═════ Text shown
• Search

Meandering Streamflows: Patterns and Processes across Landscapes and Scales

12 January 2026

The sweeping forms of meanders are not only beautiful but capture both the movement of flowing water and the slower, deeper story of how landscapes evolve through time. Meandering Streamflows offers a broad and detailed look at why streams bend, how they change, and what those changes mean across different environments. 

The editors have brought together a fascinating set of studies that trace meandering processes from early environments to the present day, including non-fluvial examples from submarine channels. The opening chapters take a philosophical approach, setting the scene by asking what meandering really means and how processes such as sediment transport and bank stability shape the forms we see. Readers are encouraged to think carefully about definitions and what existing models can and cannot explain.
══════════
▶ **Directives**
- A) In the review of Meandering Streamflows, what non-fluvial examples does the collection include?
- B) Decide whether each statement agrees with the review of Meandering Streamflows, answering yes or no and quoting the deciding words: (i) The opening chapters take a philosophical approach. (ii) The studies cover only present-day streams. (iii) The volume is the work of a single author.
- C) Please pick up the review of Meandering Streamflows from its last sentence and continue it.
═════ Recorded data
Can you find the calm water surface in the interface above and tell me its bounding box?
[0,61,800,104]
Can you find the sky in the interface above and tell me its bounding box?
══════════
▶ **Outputs**
- A) Submarine channels.

- B)
(i) Yes: "The opening chapters take a philosophical approach"
(ii) No: "trace meandering processes from early environments to the present day"
(iii) No: "The editors have brought together a fascinating set of studies"

- C)
A central thread running through the volume, as the title suggests, is the importance of scale. Chapters in the first half explore how local flow processes, sediment supply, bank strength and turbulence govern channel migration and floodplain development over time. This is illustrated by work on Holocene river systems along Italy’s Venetian Plain and by experimental studies of bank erosion and flow structure. These modern examples are contrasted with a paper focusing on the Neoproterozoic Diabaig Formation, Scotland, which widens the discussion spatially and temporally, showing how mud-rich closed basins may have supported meandering long before terrestrial vegetation. Together, these highlight shared physical principles across environments and timescales. 

Several mid-volume chapters broaden the discussion by linking meandering to wider environmental processes; for example, a detailed study of Ontario’s Vermilion River demonstrates how migrating bends influence the burial and turnover of organic carbon, while other contributions examine how preservation and accretion rates shape the longer-term stratigraphic record. Collectively, they emphasise that meanders do not simply record landscape history but actively regulate it, linking hydrology, sedimentology and biogeochemistry in subtle and dynamic ways.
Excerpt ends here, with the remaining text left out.